Exercise aim: Switch "gazebo roof" to "pavilion roof" in the data below, from its beginning through the line containing "(1192, 471)", and reproduce that span with nothing else altered. Omit the pictures from the reproduction.

Provided records:

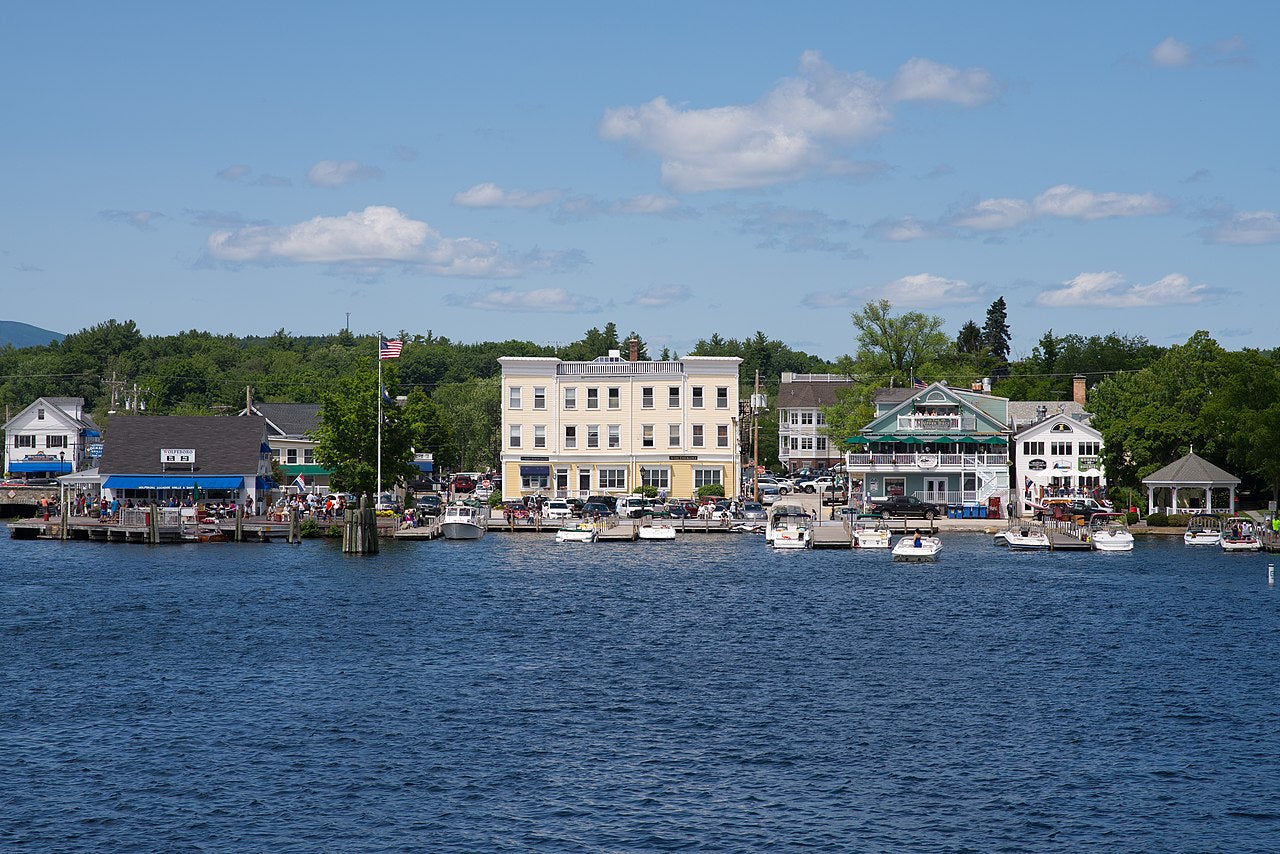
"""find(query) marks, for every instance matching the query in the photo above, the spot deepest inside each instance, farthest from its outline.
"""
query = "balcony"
(928, 461)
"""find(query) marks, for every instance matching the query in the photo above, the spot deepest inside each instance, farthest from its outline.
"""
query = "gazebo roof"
(1192, 471)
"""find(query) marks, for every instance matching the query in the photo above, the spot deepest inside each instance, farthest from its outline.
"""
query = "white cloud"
(789, 132)
(138, 219)
(1171, 54)
(489, 195)
(1063, 201)
(336, 173)
(543, 300)
(1247, 228)
(659, 297)
(1110, 290)
(923, 80)
(378, 236)
(926, 290)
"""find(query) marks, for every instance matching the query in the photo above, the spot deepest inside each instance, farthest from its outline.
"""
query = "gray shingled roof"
(1023, 412)
(293, 419)
(1191, 469)
(231, 446)
(808, 394)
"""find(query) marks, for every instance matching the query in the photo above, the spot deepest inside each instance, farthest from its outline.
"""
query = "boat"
(464, 523)
(1239, 534)
(577, 533)
(1027, 537)
(789, 526)
(905, 549)
(1203, 529)
(648, 530)
(871, 531)
(1110, 533)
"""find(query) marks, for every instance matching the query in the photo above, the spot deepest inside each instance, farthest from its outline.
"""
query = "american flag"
(389, 348)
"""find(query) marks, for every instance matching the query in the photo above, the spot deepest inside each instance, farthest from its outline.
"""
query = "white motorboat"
(1028, 537)
(649, 530)
(1110, 533)
(1203, 529)
(906, 549)
(464, 523)
(577, 533)
(871, 531)
(1239, 534)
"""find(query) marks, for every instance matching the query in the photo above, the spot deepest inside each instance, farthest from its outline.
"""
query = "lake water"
(708, 694)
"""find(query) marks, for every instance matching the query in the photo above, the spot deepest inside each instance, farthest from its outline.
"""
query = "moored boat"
(464, 523)
(1203, 529)
(913, 548)
(1110, 533)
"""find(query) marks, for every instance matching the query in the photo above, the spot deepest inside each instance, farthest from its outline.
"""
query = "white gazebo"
(1191, 473)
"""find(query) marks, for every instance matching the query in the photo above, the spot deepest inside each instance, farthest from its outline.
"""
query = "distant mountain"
(23, 334)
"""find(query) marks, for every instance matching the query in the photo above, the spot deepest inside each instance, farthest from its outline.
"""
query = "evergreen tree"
(995, 337)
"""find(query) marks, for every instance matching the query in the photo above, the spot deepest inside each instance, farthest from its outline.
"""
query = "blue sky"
(492, 170)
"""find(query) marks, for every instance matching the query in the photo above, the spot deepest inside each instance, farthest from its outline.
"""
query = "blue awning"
(41, 465)
(172, 482)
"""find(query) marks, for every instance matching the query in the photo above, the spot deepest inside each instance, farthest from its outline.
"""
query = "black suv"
(906, 506)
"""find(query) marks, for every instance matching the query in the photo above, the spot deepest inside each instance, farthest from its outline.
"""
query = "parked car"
(906, 506)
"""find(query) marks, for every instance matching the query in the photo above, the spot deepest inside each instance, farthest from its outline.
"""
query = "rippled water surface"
(707, 694)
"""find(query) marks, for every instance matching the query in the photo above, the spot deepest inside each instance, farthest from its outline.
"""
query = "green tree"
(347, 437)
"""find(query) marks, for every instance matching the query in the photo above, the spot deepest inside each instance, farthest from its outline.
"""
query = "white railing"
(617, 369)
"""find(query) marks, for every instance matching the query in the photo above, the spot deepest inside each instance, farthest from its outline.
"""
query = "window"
(612, 478)
(705, 476)
(535, 482)
(656, 478)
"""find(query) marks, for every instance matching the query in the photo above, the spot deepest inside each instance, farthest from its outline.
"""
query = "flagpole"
(379, 392)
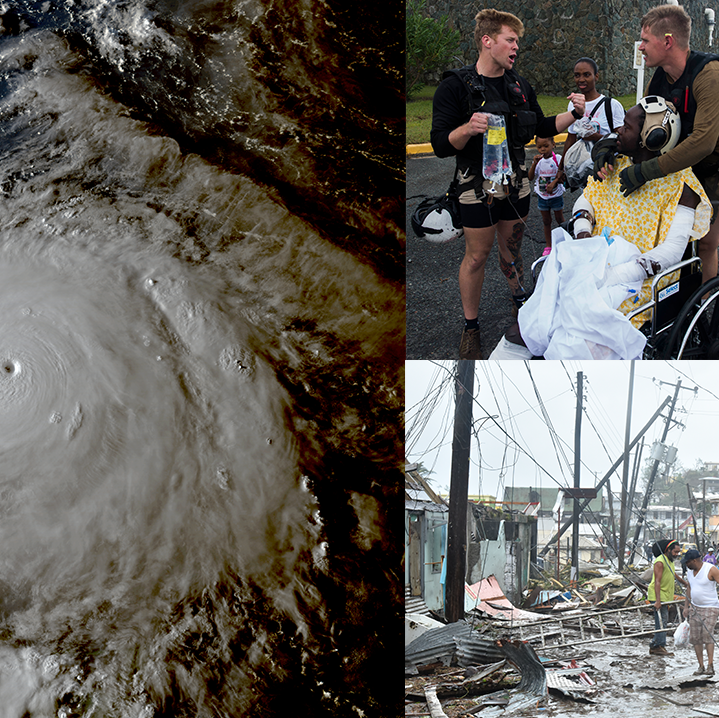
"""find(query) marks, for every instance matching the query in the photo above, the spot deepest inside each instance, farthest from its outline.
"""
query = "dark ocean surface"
(201, 351)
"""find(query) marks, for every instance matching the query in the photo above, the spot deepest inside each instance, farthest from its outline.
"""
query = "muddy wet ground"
(629, 683)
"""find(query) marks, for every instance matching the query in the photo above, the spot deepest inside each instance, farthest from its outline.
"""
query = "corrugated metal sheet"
(435, 645)
(453, 643)
(474, 649)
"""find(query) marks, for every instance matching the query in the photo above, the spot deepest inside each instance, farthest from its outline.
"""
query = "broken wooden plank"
(435, 707)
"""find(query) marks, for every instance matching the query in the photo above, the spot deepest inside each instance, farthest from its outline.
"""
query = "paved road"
(434, 311)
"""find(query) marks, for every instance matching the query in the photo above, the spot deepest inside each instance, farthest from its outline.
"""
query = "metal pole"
(577, 468)
(704, 514)
(623, 528)
(459, 485)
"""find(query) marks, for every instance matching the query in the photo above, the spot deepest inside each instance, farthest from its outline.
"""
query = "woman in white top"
(586, 74)
(702, 593)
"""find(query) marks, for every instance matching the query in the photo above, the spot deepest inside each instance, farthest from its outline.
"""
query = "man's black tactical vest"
(680, 92)
(521, 121)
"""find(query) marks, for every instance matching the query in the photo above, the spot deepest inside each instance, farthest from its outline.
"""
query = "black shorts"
(480, 215)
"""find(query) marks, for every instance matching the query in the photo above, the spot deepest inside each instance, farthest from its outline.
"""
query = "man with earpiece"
(690, 80)
(570, 314)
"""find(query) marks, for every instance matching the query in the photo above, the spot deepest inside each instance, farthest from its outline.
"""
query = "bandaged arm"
(669, 252)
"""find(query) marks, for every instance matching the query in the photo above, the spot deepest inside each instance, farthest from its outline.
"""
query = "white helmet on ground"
(437, 220)
(662, 125)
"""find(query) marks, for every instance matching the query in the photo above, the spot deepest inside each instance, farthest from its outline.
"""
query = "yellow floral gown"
(644, 218)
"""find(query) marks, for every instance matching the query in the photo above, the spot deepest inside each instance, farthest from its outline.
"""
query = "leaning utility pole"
(458, 491)
(574, 575)
(653, 474)
(604, 480)
(623, 521)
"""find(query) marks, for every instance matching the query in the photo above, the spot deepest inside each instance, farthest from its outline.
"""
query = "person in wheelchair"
(623, 243)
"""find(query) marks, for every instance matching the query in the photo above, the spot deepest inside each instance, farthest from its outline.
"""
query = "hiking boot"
(659, 651)
(469, 346)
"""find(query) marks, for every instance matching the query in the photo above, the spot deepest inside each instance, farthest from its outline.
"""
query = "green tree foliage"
(431, 44)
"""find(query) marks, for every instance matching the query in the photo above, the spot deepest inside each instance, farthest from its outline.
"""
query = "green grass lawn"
(419, 112)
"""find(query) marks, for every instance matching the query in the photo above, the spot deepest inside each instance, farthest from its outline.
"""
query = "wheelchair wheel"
(695, 333)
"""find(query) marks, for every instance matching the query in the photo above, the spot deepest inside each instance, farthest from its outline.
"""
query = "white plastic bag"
(681, 635)
(578, 164)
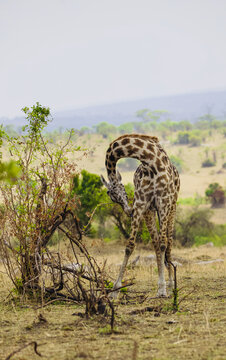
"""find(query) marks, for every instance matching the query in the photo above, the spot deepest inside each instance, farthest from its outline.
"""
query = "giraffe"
(156, 187)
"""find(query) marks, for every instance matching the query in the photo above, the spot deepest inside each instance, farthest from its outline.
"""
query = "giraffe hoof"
(162, 295)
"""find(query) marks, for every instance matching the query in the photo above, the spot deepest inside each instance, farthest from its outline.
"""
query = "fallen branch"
(23, 347)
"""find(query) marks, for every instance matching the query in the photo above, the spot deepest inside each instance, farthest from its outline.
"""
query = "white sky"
(73, 53)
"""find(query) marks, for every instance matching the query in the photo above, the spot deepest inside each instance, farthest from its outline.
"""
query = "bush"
(192, 223)
(216, 194)
(176, 161)
(208, 163)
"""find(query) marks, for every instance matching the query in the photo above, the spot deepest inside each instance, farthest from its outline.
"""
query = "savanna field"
(145, 327)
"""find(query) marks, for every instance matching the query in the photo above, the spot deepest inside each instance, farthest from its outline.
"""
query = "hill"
(180, 107)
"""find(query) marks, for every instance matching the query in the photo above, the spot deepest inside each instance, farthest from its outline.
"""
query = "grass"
(197, 331)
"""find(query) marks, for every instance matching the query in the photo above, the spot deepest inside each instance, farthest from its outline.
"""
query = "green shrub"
(208, 163)
(176, 161)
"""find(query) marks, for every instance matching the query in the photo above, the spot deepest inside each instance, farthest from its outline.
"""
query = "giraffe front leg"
(150, 219)
(169, 247)
(118, 283)
(161, 265)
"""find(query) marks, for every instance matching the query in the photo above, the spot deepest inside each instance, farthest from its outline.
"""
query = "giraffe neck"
(144, 148)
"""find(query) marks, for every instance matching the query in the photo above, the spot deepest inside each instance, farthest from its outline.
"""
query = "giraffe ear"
(104, 182)
(119, 177)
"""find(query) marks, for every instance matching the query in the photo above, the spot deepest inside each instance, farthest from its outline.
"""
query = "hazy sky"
(73, 53)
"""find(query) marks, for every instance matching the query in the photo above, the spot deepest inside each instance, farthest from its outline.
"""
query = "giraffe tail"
(166, 261)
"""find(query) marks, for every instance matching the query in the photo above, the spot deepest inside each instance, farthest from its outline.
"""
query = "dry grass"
(197, 331)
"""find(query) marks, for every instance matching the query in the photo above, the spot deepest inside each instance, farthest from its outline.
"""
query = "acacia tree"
(39, 200)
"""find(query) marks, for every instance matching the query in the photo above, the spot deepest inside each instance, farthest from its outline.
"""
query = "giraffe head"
(117, 193)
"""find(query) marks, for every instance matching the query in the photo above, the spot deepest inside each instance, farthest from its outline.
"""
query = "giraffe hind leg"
(128, 251)
(168, 256)
(150, 219)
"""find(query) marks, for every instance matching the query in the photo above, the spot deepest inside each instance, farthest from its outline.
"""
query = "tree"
(88, 189)
(216, 194)
(105, 129)
(38, 202)
(8, 170)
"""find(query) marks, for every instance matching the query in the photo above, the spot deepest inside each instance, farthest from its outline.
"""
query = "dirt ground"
(145, 327)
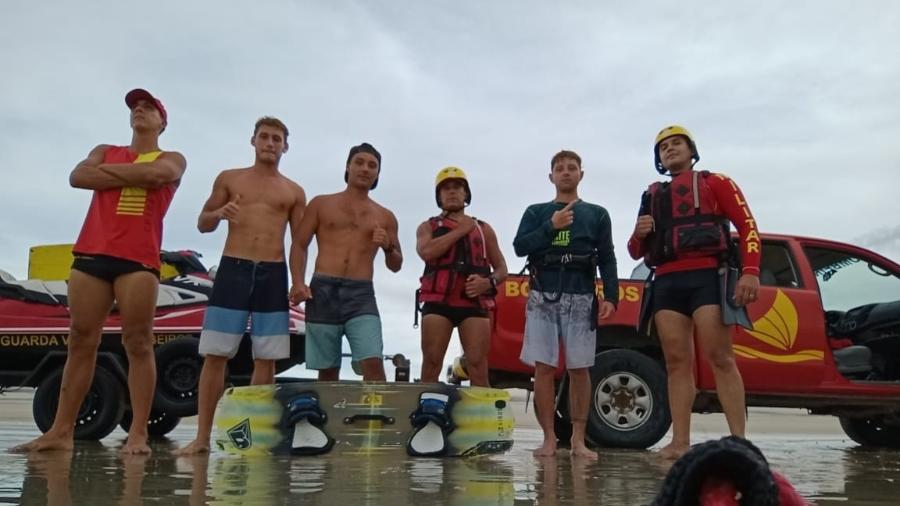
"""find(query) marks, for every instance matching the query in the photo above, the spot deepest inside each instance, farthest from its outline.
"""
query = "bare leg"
(475, 336)
(136, 294)
(373, 369)
(676, 336)
(332, 374)
(263, 372)
(579, 403)
(544, 400)
(436, 332)
(212, 382)
(90, 300)
(715, 340)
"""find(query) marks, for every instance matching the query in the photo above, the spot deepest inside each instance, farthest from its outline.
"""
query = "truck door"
(785, 350)
(860, 297)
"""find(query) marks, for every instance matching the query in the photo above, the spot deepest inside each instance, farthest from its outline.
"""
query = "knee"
(429, 360)
(138, 345)
(678, 361)
(580, 374)
(83, 339)
(722, 360)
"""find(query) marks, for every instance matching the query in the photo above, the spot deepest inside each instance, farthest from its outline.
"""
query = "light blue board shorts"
(566, 323)
(340, 307)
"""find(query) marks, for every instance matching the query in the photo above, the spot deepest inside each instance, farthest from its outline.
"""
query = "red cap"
(137, 94)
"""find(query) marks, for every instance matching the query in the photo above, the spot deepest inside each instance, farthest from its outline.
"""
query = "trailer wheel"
(871, 431)
(178, 367)
(629, 401)
(99, 413)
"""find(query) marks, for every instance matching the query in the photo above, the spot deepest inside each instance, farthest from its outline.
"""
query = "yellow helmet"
(448, 173)
(671, 131)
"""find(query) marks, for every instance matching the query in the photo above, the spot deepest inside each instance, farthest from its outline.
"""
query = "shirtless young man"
(258, 202)
(349, 228)
(117, 259)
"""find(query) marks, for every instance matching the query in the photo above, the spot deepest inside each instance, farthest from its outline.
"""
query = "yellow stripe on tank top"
(133, 200)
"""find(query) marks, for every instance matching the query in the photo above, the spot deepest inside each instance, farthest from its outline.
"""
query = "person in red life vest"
(251, 285)
(566, 241)
(117, 260)
(683, 232)
(463, 267)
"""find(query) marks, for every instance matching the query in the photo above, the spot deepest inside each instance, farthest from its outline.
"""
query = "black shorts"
(685, 291)
(108, 268)
(338, 300)
(456, 315)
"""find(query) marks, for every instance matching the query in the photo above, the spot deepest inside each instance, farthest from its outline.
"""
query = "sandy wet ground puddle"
(823, 464)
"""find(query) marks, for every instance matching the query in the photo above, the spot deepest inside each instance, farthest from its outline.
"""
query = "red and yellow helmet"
(671, 131)
(446, 174)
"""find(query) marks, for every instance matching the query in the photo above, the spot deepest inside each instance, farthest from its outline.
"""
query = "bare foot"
(196, 447)
(548, 449)
(136, 444)
(47, 442)
(673, 451)
(581, 451)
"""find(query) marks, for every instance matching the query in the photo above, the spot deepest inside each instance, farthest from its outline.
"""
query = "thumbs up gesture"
(564, 217)
(380, 237)
(230, 210)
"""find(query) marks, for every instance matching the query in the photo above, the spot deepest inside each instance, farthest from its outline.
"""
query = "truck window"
(847, 281)
(776, 268)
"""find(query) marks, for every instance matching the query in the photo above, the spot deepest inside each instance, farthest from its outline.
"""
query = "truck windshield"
(847, 281)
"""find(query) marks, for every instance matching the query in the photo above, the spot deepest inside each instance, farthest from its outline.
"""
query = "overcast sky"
(797, 101)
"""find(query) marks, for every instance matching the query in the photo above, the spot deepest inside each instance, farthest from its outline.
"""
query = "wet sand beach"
(824, 465)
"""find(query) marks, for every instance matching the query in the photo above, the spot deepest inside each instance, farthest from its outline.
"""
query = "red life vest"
(446, 276)
(126, 222)
(687, 219)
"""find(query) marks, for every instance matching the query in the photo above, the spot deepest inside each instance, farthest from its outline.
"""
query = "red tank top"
(126, 222)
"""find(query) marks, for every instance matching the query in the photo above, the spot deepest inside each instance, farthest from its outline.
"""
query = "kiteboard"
(314, 418)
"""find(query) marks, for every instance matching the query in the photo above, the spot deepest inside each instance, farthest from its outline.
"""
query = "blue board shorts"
(566, 323)
(246, 290)
(341, 307)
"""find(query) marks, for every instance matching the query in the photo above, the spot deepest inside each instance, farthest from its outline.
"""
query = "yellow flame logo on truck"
(778, 329)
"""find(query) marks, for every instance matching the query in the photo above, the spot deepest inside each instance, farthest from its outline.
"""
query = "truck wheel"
(178, 365)
(629, 405)
(99, 413)
(159, 424)
(871, 431)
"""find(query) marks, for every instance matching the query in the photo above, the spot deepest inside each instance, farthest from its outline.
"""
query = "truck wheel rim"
(623, 401)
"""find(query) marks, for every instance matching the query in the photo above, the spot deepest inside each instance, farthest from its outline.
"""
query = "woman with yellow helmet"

Finished exercise:
"""find(query) marks, for every instance matching the query in the photo above, the spot deepest inside each instance, farthest from its outline.
"""
query = "balcony"
(928, 461)
"""find(query) marks, for every instance matching the query in the photo above, the spot deepest inside each instance, farthest from its outline.
"""
query = "pavilion roof"
(1192, 471)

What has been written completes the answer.